## Supplied records
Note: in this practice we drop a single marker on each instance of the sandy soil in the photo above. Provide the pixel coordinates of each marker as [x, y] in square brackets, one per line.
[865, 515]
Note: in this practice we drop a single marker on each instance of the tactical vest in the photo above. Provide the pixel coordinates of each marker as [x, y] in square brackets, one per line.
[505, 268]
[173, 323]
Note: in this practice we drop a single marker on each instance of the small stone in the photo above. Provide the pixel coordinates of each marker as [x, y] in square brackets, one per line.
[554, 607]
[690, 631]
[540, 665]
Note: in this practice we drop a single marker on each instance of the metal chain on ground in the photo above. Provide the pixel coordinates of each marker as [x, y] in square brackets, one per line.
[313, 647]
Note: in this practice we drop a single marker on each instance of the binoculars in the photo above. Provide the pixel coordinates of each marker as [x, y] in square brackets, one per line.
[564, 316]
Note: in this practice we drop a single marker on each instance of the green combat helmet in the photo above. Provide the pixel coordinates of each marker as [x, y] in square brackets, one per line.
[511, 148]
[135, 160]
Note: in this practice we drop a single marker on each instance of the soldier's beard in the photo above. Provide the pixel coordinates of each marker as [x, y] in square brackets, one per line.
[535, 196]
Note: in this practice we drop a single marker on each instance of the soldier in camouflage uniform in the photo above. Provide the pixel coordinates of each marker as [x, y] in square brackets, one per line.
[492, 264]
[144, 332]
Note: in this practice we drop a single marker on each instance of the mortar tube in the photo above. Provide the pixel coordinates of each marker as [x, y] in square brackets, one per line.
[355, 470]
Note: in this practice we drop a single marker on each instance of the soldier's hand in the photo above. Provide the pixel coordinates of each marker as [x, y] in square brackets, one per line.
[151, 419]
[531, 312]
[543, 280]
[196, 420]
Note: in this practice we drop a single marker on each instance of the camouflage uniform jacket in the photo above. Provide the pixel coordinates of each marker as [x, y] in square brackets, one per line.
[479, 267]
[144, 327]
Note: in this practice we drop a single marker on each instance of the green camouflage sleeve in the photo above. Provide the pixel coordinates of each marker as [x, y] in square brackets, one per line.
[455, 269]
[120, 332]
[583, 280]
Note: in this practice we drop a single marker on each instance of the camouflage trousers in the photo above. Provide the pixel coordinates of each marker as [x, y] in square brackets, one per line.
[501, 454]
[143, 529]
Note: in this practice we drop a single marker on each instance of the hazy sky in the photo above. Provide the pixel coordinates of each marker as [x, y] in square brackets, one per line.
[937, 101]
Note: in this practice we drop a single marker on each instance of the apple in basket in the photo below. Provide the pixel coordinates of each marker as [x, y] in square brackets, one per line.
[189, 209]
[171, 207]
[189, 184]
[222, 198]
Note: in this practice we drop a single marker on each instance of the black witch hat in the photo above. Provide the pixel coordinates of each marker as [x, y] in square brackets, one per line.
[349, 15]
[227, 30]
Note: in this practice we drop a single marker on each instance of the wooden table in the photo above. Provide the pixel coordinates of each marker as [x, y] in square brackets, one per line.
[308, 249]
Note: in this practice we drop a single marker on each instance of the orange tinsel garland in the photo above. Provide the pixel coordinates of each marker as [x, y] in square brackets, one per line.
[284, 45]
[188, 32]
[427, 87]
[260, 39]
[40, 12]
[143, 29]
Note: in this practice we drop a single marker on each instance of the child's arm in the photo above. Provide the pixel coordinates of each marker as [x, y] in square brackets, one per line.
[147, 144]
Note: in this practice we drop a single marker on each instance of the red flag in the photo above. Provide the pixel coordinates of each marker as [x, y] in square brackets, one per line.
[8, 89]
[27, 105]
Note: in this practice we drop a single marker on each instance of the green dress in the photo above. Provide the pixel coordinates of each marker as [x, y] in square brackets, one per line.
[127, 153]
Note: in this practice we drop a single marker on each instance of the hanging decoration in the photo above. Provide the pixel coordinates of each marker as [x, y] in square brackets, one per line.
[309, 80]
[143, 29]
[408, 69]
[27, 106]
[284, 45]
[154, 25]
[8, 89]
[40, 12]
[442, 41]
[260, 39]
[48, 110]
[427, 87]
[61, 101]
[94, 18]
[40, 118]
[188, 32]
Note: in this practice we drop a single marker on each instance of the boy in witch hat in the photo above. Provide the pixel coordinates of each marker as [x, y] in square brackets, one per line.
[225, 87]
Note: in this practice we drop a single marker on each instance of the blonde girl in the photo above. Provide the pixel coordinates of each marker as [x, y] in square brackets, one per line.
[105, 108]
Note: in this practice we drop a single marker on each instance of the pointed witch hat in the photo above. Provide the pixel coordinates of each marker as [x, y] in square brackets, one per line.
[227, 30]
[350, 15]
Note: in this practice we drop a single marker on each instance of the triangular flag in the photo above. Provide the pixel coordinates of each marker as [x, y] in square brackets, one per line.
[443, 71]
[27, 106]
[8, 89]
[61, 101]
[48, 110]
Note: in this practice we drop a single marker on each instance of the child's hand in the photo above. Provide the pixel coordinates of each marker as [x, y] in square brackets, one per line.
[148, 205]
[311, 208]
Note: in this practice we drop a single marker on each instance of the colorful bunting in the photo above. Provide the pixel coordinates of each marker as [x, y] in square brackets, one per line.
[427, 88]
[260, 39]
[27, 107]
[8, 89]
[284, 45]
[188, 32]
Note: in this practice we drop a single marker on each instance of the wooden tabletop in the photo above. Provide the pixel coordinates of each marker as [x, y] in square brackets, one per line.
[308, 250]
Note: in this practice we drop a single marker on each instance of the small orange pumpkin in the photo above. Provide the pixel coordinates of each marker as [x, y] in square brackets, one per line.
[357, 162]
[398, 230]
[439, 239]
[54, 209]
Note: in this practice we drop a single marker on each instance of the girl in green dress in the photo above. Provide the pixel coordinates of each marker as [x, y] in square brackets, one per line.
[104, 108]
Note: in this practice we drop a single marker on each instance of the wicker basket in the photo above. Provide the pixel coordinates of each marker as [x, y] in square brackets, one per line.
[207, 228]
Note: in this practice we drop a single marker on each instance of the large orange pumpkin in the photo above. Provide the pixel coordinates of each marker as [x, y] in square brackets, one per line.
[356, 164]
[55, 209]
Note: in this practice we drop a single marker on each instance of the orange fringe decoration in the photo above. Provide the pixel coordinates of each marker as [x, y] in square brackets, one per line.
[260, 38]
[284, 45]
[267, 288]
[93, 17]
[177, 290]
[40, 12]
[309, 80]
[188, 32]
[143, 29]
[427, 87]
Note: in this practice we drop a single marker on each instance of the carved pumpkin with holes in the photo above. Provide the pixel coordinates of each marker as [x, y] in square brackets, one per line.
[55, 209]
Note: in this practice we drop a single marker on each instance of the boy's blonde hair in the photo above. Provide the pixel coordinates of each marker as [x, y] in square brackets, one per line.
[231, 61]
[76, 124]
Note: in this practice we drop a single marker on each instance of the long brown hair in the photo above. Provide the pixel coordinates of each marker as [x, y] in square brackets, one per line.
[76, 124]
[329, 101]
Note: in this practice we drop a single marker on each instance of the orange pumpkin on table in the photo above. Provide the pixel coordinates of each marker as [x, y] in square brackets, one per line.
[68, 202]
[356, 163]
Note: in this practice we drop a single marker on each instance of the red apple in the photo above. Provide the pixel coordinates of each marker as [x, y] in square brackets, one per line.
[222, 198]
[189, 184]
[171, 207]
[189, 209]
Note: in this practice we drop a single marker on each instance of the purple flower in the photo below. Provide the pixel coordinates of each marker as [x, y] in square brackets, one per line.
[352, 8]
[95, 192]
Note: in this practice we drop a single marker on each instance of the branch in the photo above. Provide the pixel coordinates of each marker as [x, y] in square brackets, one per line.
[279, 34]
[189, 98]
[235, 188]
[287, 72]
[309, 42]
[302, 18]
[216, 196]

## What the task asks
Repeat the whole listing exactly, keeping every line intact.

## Task output
Note: in this practice we drop a single marker on each instance of the sandy soil in the photo above. Provide the pixel coordinates of each marker as [x, y] in square brackets, one per line.
[865, 515]
Note: in this practice we drop a single marker on each instance of the tactical vest in the photo above. Provide the pixel coordinates of each marker as [x, y] in square brackets, one per line.
[505, 268]
[173, 323]
Note: in this practice we drop a single marker on each instance of the small stone in the photo above. Provide the pixel coordinates of each marker as [x, y] in square brackets, one per line.
[554, 607]
[690, 631]
[540, 665]
Note: in this practice we drop a single marker on each instance of the metal chain on ground in the photo above. Provide the pixel coordinates of each marker as [x, y] in square brackets, one per line.
[313, 647]
Note: in this practice we drop a single marker on each instance of the binoculars in the photo above. Provide the pixel coordinates of each marker as [x, y] in square brackets, one per line.
[564, 316]
Note: in this practice we drop a single marker on each instance of the green combat helmet in the photo above. Provide the pixel coordinates of each marker as [x, y] in square brackets, one per line.
[511, 148]
[135, 160]
Note: in this practice we drop a single marker on each instance of the soldier's beard in the photo above. Provide the pixel coordinates of each marker as [x, y] in square brackets, one per line.
[535, 196]
Note: in this practice we drop a single marker on each instance of the soldier in camouflage uniform in the photo above. Provide the pixel coordinates of each marker as [x, y] in square brackets, one per line.
[492, 264]
[144, 332]
Note: in this practice we drop a single marker on each instance of the mortar tube in the photo above. Provide the pixel coordinates of each marker as [x, y] in square brackets, one per line.
[355, 470]
Note: in this practice we drop a single marker on each instance of the soldier's hand in the photo above. Provide the pixel coordinates of each marker as [x, y] in square brackets, one per line.
[151, 419]
[531, 312]
[543, 280]
[196, 420]
Note: in this practice we drop a single marker on each instance of the camouflage uniform jacket in the photo above. Provide the pixel coordinates of each marker as [x, y] in square brackets, one per line.
[479, 267]
[144, 327]
Note: in this practice we drop a single marker on each instance of the green camouflage sleeve in the photo above. Provide the pixel coordinates of each marker as [x, y] in square brackets, one per line.
[455, 269]
[120, 332]
[583, 280]
Note: in this practice we drop a single marker on each instance of the camouflage trousers in the photo above. Provide the pixel coordinates of each marker as [x, y] in square brackets, one per line.
[501, 454]
[143, 529]
Note: in this practice we drop a single marker on each instance of the hazy sky in the photo above. Provide the pixel coordinates of each marker as [x, y] in square brackets, one per line.
[937, 101]
Note: in this practice we drop a single marker on each instance of the apple in basket in the photo below. Provide the pixel coordinates of each marker as [x, y] in square brackets, one per line.
[189, 209]
[171, 207]
[189, 184]
[222, 198]
Note: in this practice we drop a single marker on each instance of the black witch hat in the photo above. Provide the pixel coordinates of each marker as [x, y] in square brackets, one per line.
[349, 15]
[227, 30]
Note: in this practice we drop a single marker on each instance of the wooden table in the photo above. Provide the pixel coordinates of each marker as [x, y] in square brackets, one per line.
[308, 249]
Note: in this practice we drop a single marker on each instance of the orange tinsel garland in the photo above. Provide the pixel coordinates of each marker as [x, y] in square brackets, one per line.
[284, 45]
[188, 32]
[427, 87]
[260, 39]
[40, 12]
[143, 29]
Note: in this practice we drop a single marker on each instance of the child's arm in the photo above. Provide the pixel coordinates of each marker as [x, y] in square brackets, one per line.
[147, 144]
Note: in this practice we drop a single marker on each instance of the red flag in the photo above. Provide the pixel coordinates of each marker as [x, y] in square brackets, one per line.
[8, 89]
[27, 105]
Note: in this practice we drop a single marker on each instance of the green dress in the photo above. Provide the pixel coordinates of each marker as [x, y] in square brackets, one per line.
[127, 153]
Note: in this practice we drop a single marker on each instance of the hanging decoration in the photo above. Provide the pixel coordinates of each marker as [x, y] in square brackets, one per line.
[309, 80]
[143, 29]
[408, 69]
[27, 106]
[284, 45]
[154, 25]
[8, 89]
[40, 12]
[442, 41]
[260, 39]
[48, 110]
[427, 87]
[61, 101]
[94, 18]
[40, 118]
[188, 32]
Note: in this practice we drop a single marker on each instance of the boy in witch hat in the photo above. Provide the pixel coordinates of each marker as [x, y] in square brackets, one per line.
[225, 87]
Note: in this practice we drop a single marker on each instance of the blonde girl in the photo above. Provide the pixel coordinates of each marker as [x, y] in square brackets, one per line.
[105, 108]
Note: in this practice we drop a single marker on each instance of the pointed witch hat in the photo above. Provide the pixel coordinates of each marker as [x, y] in square brackets, one per line.
[227, 30]
[350, 15]
Note: in this practice we drop a single marker on each instance of the triangular flag in the photo above. Provide the pixel coordinates of each marker as [x, y] in square brackets, one per line.
[443, 71]
[27, 106]
[8, 89]
[61, 101]
[48, 110]
Note: in this practice we drop a single marker on each instance of the child's hand in the photo above. Provide the pixel coordinates of each marker as [x, y] in square brackets, one per line.
[148, 205]
[311, 208]
Note: in this practice we drop a single marker on each instance of the colorful bunting in the photo above. Provide the pixel coordinates of each marker as [x, y] in square brackets, one per line.
[427, 88]
[260, 39]
[27, 107]
[8, 89]
[284, 45]
[188, 32]
Note: in this practice we drop a single marker on each instance of the wooden tabletop in the photo above. Provide the pixel coordinates of each marker as [x, y] in square brackets, one per line.
[308, 250]
Note: in this practice we drop a single marker on each instance of the small orange pumpkin in the photo above. Provide the pixel coordinates of each marker as [x, y] in square brackets, one per line.
[357, 162]
[398, 230]
[439, 239]
[54, 209]
Note: in this practice we drop a single marker on each instance of the girl in green dress in the photo above. Provide the pixel coordinates of each marker as [x, y] in square brackets, one per line.
[104, 108]
Note: in this practice we drop a single marker on each instance of the wicker basket in the photo above. Provide the pixel coordinates of each marker as [x, y] in square brackets, one per line.
[207, 228]
Note: in this practice we drop a single marker on each instance of the large orange pumpkin in the photo above. Provide the pixel coordinates of each marker as [x, y] in square brackets, one per line.
[356, 164]
[55, 209]
Note: in this practice we drop a single marker on each instance of the orange fringe decoration in the photo above. Provide the pixel coordinates of each marker as [x, y] in square brackets, one per line.
[260, 38]
[284, 45]
[267, 288]
[93, 17]
[177, 290]
[40, 12]
[309, 80]
[188, 32]
[143, 29]
[427, 87]
Note: in this practice we drop a single marker on each instance of the carved pumpkin with holes in the photo above. Provide the pixel coordinates of each marker as [x, y] in square brackets, one per line.
[55, 209]
Note: in this practice we drop a single marker on each instance of the boy's blonde hair in the photo above. Provide the pixel coordinates of each marker as [x, y] in square brackets, one per line.
[231, 61]
[76, 124]
Note: in this practice we drop a single marker on each instance of the long brown hair in the photo above. Provide the pixel coordinates of each marker as [x, y] in square brackets, one per line.
[76, 124]
[329, 101]
Note: in this practice we drop a single marker on each instance of the orange pumpkin on table in the photo above. Provide the pixel coordinates of each marker as [x, y] in square brackets, one per line.
[68, 202]
[356, 163]
Note: in this practice we drop a single marker on each instance of the red apple in the photo above. Provide the pixel coordinates of each marker as [x, y] in square brackets, one per line.
[222, 198]
[189, 184]
[171, 207]
[189, 209]
Note: in this practice we drop a single marker on each instance of the purple flower in the photo below. Provide the pixel coordinates of each marker as [x, y] in square brackets, one per line.
[352, 8]
[95, 192]
Note: in this practice we drop a single marker on each instance of the branch in the photo above. Provide the pixel coordinates of each marker as [x, y] in square brackets, one per line.
[279, 34]
[189, 98]
[235, 188]
[287, 72]
[309, 42]
[302, 18]
[216, 196]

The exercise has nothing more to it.